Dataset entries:
* * * *

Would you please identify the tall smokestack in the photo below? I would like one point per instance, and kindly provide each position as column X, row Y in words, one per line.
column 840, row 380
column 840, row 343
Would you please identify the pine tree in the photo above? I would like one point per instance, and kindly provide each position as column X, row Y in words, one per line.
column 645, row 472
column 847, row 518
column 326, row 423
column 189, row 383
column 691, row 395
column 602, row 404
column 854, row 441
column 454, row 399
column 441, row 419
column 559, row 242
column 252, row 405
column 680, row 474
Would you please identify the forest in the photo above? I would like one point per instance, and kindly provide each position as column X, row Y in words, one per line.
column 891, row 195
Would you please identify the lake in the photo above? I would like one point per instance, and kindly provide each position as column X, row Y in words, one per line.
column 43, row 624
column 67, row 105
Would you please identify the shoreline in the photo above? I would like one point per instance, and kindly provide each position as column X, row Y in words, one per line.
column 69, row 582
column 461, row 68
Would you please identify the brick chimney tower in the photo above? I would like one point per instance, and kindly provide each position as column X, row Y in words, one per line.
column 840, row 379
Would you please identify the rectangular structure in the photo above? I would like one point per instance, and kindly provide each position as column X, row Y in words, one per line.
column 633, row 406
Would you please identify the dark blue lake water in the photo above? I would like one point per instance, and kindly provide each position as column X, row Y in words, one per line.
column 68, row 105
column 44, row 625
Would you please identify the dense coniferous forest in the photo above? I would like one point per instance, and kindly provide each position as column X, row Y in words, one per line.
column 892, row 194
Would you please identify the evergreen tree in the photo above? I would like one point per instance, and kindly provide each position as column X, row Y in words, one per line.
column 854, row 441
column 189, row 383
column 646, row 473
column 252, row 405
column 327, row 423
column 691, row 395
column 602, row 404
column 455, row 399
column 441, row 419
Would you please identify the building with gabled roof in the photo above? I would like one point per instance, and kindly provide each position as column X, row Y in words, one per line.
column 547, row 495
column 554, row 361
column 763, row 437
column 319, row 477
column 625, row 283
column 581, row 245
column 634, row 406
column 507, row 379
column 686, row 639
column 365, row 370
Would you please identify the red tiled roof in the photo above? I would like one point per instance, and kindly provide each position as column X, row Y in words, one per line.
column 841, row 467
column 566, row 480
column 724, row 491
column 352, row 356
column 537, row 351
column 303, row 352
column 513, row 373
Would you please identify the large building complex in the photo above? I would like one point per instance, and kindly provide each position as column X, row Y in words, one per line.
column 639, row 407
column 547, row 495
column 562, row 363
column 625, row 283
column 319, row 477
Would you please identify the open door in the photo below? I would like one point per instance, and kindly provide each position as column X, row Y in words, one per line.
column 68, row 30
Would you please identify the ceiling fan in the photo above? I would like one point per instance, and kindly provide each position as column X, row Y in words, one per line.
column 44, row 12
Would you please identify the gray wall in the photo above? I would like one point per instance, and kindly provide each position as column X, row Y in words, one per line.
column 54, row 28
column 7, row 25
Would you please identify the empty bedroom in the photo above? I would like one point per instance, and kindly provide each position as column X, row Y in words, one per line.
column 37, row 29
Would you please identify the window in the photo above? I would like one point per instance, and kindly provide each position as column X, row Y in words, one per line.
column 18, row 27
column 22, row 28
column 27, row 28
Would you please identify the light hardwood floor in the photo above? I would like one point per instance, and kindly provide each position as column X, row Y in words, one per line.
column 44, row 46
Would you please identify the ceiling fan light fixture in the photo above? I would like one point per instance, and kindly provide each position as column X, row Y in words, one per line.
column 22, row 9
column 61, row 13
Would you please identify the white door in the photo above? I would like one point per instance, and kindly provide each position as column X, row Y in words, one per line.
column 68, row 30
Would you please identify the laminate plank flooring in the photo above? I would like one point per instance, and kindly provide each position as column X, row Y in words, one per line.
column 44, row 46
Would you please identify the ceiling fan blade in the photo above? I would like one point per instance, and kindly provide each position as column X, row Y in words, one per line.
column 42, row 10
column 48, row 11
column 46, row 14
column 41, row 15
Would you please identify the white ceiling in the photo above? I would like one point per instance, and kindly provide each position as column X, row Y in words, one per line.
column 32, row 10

* * * *

* WORK TO BE COMPLETED: Print the entries once more, identical in every line.

* EXERCISE SOLUTION:
Would you please identify the tall smokestack in the photo below? I would like one point per instance, and kindly provide each position as column X, row Y in words, one per line.
column 840, row 380
column 840, row 343
Would you please identify the pine tree in the photo above? I would like one point per instance, and kindly provide each position as column X, row Y in words, one per line.
column 645, row 472
column 847, row 518
column 326, row 423
column 189, row 383
column 691, row 395
column 602, row 404
column 854, row 441
column 454, row 399
column 441, row 419
column 559, row 242
column 252, row 405
column 680, row 474
Would you please identify the forest in the photo above? I would like one point per instance, and kindly provide each position as column X, row Y in words, one per line.
column 891, row 195
Would you please identify the lake in the photo above? I would like one point per instance, and kindly provide each position as column X, row Y in words, one per line.
column 43, row 624
column 67, row 105
Would you please identify the shoreline in the photo above? I would like one point per instance, and kindly provide each position as column X, row Y in words, one per line.
column 69, row 582
column 461, row 68
Would you please identify the brick chimney tower in the photo above? I would like one point per instance, and kindly provide each position as column X, row Y in words, one per line.
column 840, row 379
Would you please identify the rectangular structure in the photo above? I would like one point per instance, and kindly provide each position as column X, row Y in words, one per line.
column 633, row 406
Would you please identify the dark blue lake water in the photo above? I would like one point per instance, and kindly provide each position as column X, row Y in words, one per line.
column 68, row 105
column 44, row 625
Would you please identify the dense coniferous forest in the photo above? I would like one point per instance, and kindly provide each position as column X, row Y in words, one per line.
column 892, row 194
Would you please identify the evergreen tree in the photo above? I would like one point per instance, and kindly provide each position as column X, row Y in words, one per line.
column 854, row 441
column 189, row 383
column 646, row 473
column 252, row 405
column 327, row 423
column 691, row 395
column 602, row 404
column 455, row 399
column 441, row 419
Would you please identify the building with gabled roof in the photo above? I would like one point per instance, and kindly provide each position as column X, row Y in words, one per line.
column 547, row 495
column 554, row 361
column 763, row 437
column 319, row 477
column 625, row 283
column 581, row 245
column 634, row 406
column 507, row 379
column 686, row 639
column 365, row 370
Would you please identify the red tiled roof in the photo above? I would like one point per instance, and kindly provide each position as column X, row Y in words, one per line.
column 841, row 467
column 566, row 480
column 724, row 491
column 352, row 356
column 537, row 351
column 303, row 352
column 513, row 373
Would you please identify the large building complex in the photo above? I would like one point per instance, and kindly provide each position as column X, row Y in words, one per line.
column 639, row 407
column 547, row 495
column 562, row 363
column 625, row 283
column 319, row 477
Would you please identify the open door in the photo below? I would like one point per instance, and kindly provide each position as column X, row Y in words, one per line.
column 68, row 30
Would you please identify the ceiling fan in the photo above? I would like one point per instance, and kindly provide each position as column X, row Y in words, one per line.
column 44, row 12
Would you please identify the gray wall in the photo above? I would like one point per instance, and kindly provide each position as column X, row Y in words, one per line.
column 54, row 28
column 7, row 25
Would you please identify the empty bedroom in the photo above? I would like one point per instance, and kindly provide each position as column X, row Y in words, one per line.
column 37, row 29
Would you please identify the window in the photo above? I would like one point per instance, and kindly provide each position as column X, row Y in words, one per line.
column 18, row 27
column 22, row 28
column 27, row 28
Would you please identify the light hardwood floor in the photo above? I would like one point per instance, and kindly provide each position as column X, row Y in words, one per line.
column 44, row 46
Would you please identify the ceiling fan light fixture in the photo above? I would like one point per instance, and kindly provide each position as column X, row Y in words, one per line.
column 22, row 9
column 61, row 13
Would you please identify the white door in the photo above? I would like one point per instance, and kindly provide each position as column X, row Y in words, one per line.
column 68, row 30
Would you please identify the laminate plank flooring in the photo above? I would like one point per instance, and kindly provide each position as column X, row Y in words, one per line.
column 44, row 46
Would you please identify the ceiling fan blade in the photo above? I would like one point per instance, and kindly provide each position as column X, row Y in words, one per line.
column 42, row 10
column 48, row 11
column 46, row 14
column 41, row 15
Would you please identify the white ceiling in the photo above? I would like one point per instance, and kindly provide each position as column X, row Y in words, one per line.
column 32, row 10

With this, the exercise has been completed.